» **Given exercise**: Repeat the full listing below verbatim and keep the images out.

Labeled-object pointing entries:

______

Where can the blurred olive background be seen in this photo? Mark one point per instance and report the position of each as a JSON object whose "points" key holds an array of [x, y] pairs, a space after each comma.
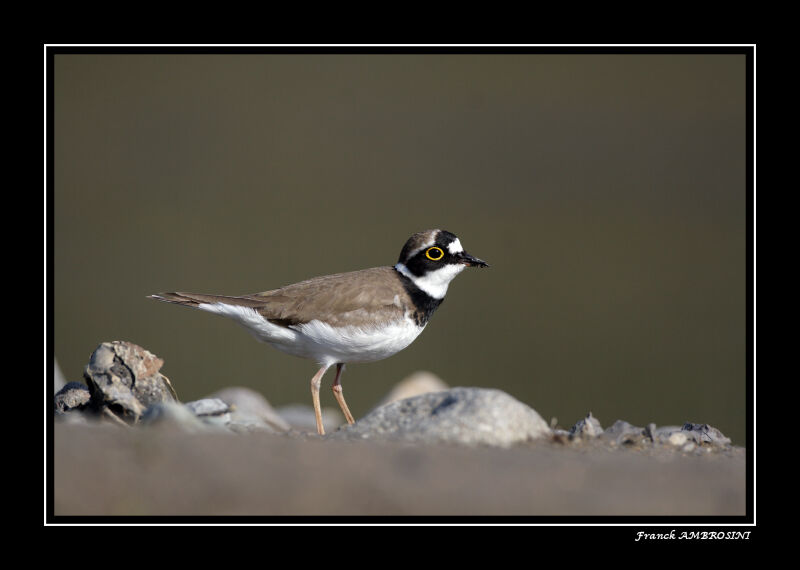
{"points": [[608, 192]]}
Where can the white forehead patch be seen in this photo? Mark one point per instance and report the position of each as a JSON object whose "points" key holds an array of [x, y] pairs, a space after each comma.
{"points": [[455, 246], [425, 245]]}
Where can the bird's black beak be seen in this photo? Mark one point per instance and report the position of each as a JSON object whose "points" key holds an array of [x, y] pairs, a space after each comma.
{"points": [[470, 261]]}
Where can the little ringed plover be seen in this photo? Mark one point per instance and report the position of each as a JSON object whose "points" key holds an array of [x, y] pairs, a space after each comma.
{"points": [[360, 316]]}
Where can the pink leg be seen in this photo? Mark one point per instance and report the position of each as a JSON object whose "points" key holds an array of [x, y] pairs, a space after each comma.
{"points": [[339, 395], [315, 382]]}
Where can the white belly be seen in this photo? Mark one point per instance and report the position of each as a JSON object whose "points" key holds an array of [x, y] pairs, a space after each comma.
{"points": [[321, 342]]}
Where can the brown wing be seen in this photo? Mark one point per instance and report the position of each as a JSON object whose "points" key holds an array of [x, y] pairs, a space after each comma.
{"points": [[356, 299]]}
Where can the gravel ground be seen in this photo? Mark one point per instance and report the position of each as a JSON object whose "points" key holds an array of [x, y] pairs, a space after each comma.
{"points": [[101, 469]]}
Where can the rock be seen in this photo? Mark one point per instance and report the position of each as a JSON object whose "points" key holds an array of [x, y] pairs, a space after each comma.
{"points": [[251, 411], [211, 410], [418, 383], [623, 433], [73, 396], [677, 439], [587, 427], [301, 417], [704, 434], [466, 416], [173, 415], [58, 378], [124, 379]]}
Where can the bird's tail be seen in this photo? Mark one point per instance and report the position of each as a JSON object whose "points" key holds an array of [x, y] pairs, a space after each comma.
{"points": [[195, 299]]}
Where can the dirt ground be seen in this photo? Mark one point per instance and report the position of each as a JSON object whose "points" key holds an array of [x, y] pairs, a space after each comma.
{"points": [[106, 470]]}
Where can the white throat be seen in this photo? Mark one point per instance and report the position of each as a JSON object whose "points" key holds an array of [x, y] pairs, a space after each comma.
{"points": [[434, 283]]}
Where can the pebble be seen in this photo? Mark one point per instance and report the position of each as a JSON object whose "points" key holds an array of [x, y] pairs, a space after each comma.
{"points": [[250, 411], [586, 427], [124, 380], [677, 439], [465, 416], [623, 433], [173, 415], [124, 386], [418, 383], [73, 396]]}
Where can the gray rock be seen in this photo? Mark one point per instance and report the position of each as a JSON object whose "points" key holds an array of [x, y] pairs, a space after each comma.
{"points": [[172, 415], [73, 396], [208, 407], [124, 379], [623, 433], [466, 416], [418, 383], [58, 378], [586, 427], [211, 410], [704, 434], [301, 417], [250, 411]]}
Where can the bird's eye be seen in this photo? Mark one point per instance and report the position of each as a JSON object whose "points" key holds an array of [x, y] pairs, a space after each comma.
{"points": [[434, 253]]}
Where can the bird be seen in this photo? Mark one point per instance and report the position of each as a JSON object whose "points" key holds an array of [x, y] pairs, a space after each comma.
{"points": [[353, 317]]}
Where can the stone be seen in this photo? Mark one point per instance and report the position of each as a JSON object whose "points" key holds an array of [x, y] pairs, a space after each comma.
{"points": [[211, 410], [465, 416], [677, 439], [586, 427], [421, 382], [73, 396], [623, 433], [58, 378], [301, 417], [250, 410], [705, 434], [172, 415], [124, 379]]}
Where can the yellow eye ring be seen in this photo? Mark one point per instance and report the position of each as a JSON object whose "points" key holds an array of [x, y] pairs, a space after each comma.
{"points": [[434, 253]]}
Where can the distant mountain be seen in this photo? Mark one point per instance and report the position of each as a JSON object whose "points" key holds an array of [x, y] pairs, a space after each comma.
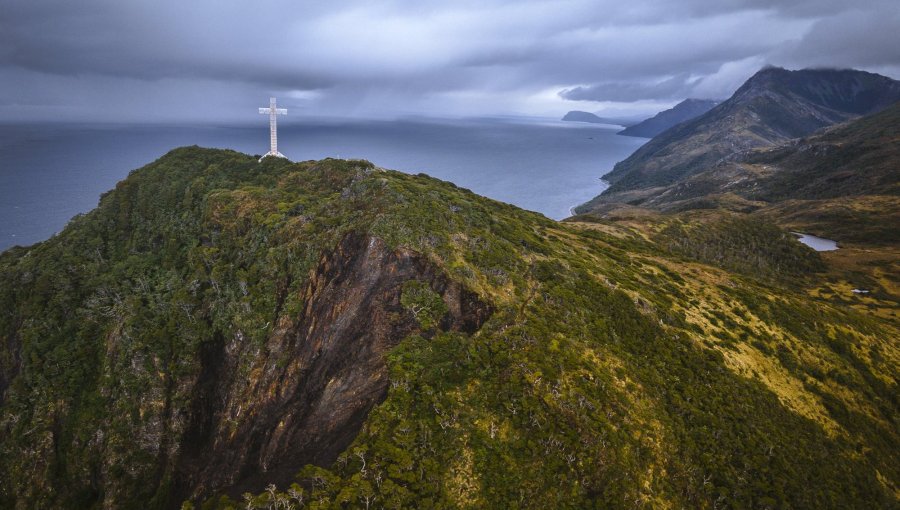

______

» **Response**:
Where can the blurred olive background be seen in this photo? Mark one point per instance and report the position of each as a JSON object whose "points" key holds an array of [x, y] pairs, a space after each comma.
{"points": [[608, 192]]}
Where can the white forehead patch be seen in this photo? Mark one point per instance and report the position of each as a JSON object whose "points" key holds an array of [x, y] pairs, a space after each comma.
{"points": [[455, 246], [425, 245]]}
Where can the bird's black beak be seen in this photo? Mark one point per instance and report the position of each as a JSON object whose "points" key holds an array of [x, y] pairs, a space after each comma.
{"points": [[470, 261]]}
Where can the little ringed plover be seen in this photo? Mark one point per instance and report the position of each as a JSON object whose "points" key holds an array of [x, y] pairs, a space after each comma.
{"points": [[360, 316]]}
Where can the pink leg be seen in this photo? Mark one point per instance and report the position of each as a JSON object whose "points" key holds an array of [x, y] pairs, a space after each comma.
{"points": [[339, 395], [315, 382]]}
Where can the white belly be seen in this photo? Mark one point per instance and report the position of each as a JSON object whose "points" key holds an array of [x, y] pairs, a space after each comma.
{"points": [[321, 342]]}
Where can the brown wing be seen in this photo? Mark one point per instance and report the position of each as a JSON object whose "points" key holds an array of [x, y] pairs, a space after each comma.
{"points": [[356, 299]]}
Where can the gravel ground be seen in this photo? Mark one point per instance and report the position of each as a JSON object whose "points" key holds an array of [x, y] pairs, a space after each comma.
{"points": [[101, 469]]}
Where can the rock be seen in this photo? Mark one point per instance and report the position of each as a JSON object whose "points" key holds an array of [x, y] pairs, a space after each comma.
{"points": [[251, 411], [211, 410], [418, 383], [623, 433], [73, 396], [677, 439], [587, 427], [301, 417], [704, 434], [466, 416], [173, 415], [58, 378], [124, 379]]}
Where can the bird's tail be seen in this photo? Mark one point per instance and report the position of each as a JSON object whose "points" key holds an array of [x, y] pairs, a space after each comma.
{"points": [[195, 299]]}
Where can the dirt ground be seen in this photo? Mark one point per instance and report the position of each as a JSON object whose "points" key holds an array of [x, y] pairs, a space after each comma.
{"points": [[106, 470]]}
Where can the white throat be seen in this photo? Mark one point per instance and report the position of each as a JSON object whose "points" key holds an array of [x, y] pairs, a space after each comma.
{"points": [[434, 283]]}
Where can the pebble be seen in this photo? Mark one point per instance and report the position of each as a JSON object whose "points" key holds an array of [x, y] pairs, a space after each comma.
{"points": [[250, 411], [586, 427], [124, 380], [677, 439], [465, 416], [623, 433], [173, 415], [124, 386], [418, 383], [73, 396]]}
Where can the gray rock be seen in this photo? Mark one point per instance and report the position of each as a JSON object whose "points" key holds an array of [x, y] pairs, a space after each comma.
{"points": [[172, 415], [73, 396], [208, 407], [124, 379], [623, 433], [466, 416], [418, 383], [58, 378], [586, 427], [211, 410], [704, 434], [301, 417], [250, 411]]}
Where can the bird's eye be seen in this photo? Mark one point per instance and report the position of each as a JSON object whose "points" key holds an array of [x, y] pairs, a space after each comma.
{"points": [[434, 253]]}
Where can the bird be seen in this photo? Mark one point per instance and report the position of each as a JSON object whose "points" key holds an array of [x, y] pairs, a space after each comma.
{"points": [[353, 317]]}
Where can the stone be seen in this photo? Mark one point per instance and report the position of each as a JSON object whose "points" key holds an array of [x, y] pairs, a space after each comma.
{"points": [[211, 410], [465, 416], [677, 439], [586, 427], [421, 382], [73, 396], [623, 433], [58, 378], [301, 417], [250, 410], [705, 434], [172, 415], [124, 379]]}
Where can the yellow eye ring be seen in this photo? Mark one point per instance and report the position of each as a JSON object whose "points" key holds an array of [x, y] pairs, a space after each comma.
{"points": [[434, 253]]}
Where can the distant mountain be seen in this photo? Mark one point per instance and report the position of each as a JSON object whose "points" key holds an array of [x, y] pairs, a space after each comma.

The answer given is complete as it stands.